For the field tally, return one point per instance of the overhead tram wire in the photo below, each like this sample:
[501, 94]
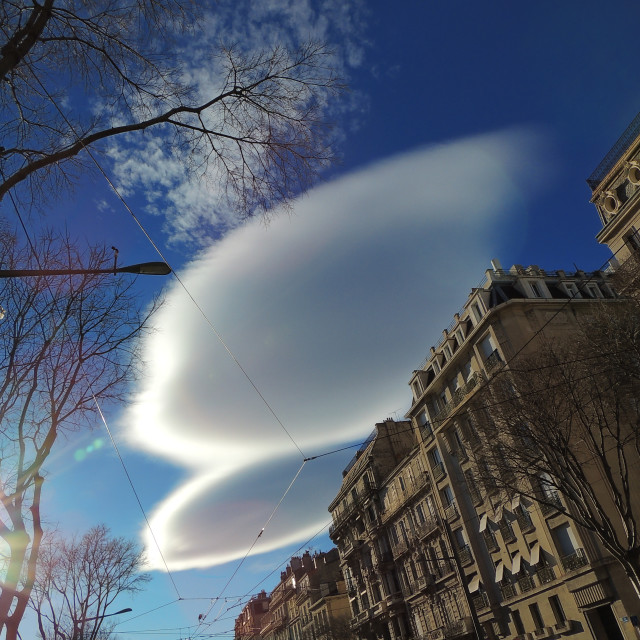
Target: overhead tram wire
[135, 493]
[202, 312]
[253, 544]
[219, 337]
[175, 273]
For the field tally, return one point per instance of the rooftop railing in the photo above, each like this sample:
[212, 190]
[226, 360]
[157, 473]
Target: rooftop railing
[614, 154]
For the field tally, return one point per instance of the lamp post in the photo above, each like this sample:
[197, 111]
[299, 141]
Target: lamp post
[77, 623]
[145, 268]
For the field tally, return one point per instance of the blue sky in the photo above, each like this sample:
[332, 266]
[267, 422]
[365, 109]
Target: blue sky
[468, 135]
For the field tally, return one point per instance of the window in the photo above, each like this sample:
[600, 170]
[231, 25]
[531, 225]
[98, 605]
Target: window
[571, 290]
[487, 346]
[436, 458]
[536, 616]
[477, 312]
[422, 420]
[632, 240]
[460, 538]
[536, 289]
[594, 291]
[517, 621]
[558, 611]
[565, 539]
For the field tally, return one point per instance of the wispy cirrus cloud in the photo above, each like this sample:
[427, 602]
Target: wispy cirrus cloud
[328, 310]
[188, 188]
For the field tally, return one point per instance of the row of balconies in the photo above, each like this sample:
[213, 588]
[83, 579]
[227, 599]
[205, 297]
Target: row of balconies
[548, 631]
[528, 582]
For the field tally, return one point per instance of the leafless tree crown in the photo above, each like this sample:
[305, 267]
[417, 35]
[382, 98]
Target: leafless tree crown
[76, 74]
[79, 579]
[63, 342]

---

**WORK TO BE COMPLETED:** Write out again, unchanged, the lines of the material above that begin at the line containing "of the leafless" and run through the end of the material.

**WRITTEN RESPONSE:**
For the field tally, return one point per instance of the leafless tree crown in the photo above, each like this sample:
[305, 267]
[417, 35]
[382, 98]
Target: leafless tree crown
[76, 74]
[79, 579]
[63, 342]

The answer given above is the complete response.